Written task:
From the records below, copy every line that contains the string "head". Case counts.

Dataset excerpts:
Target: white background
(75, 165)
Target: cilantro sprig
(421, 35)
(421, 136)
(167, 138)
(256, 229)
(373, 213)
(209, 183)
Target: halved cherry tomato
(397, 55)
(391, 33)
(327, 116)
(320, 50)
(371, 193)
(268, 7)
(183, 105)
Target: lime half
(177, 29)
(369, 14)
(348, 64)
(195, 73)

* * *

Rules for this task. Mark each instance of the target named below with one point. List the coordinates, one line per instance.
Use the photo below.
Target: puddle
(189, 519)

==

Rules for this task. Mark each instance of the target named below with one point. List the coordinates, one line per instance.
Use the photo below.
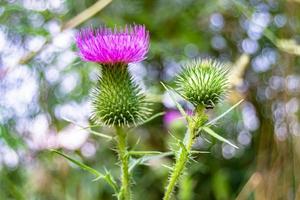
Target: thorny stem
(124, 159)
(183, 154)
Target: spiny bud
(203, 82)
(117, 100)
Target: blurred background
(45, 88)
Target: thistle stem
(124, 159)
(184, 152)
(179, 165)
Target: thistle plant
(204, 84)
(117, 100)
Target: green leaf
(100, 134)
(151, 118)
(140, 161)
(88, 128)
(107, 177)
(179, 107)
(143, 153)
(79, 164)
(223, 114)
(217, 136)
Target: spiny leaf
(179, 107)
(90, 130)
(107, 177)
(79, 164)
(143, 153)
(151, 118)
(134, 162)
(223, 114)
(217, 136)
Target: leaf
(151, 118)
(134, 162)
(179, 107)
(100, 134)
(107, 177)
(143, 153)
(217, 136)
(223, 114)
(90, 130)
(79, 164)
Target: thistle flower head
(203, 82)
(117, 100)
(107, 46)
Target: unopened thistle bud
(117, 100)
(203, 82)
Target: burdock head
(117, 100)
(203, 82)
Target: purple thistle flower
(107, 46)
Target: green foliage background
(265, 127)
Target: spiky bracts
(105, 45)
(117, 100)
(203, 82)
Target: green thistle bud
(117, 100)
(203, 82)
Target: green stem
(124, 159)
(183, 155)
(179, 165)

Response to this task:
Target: thistle flower head
Target: burdock head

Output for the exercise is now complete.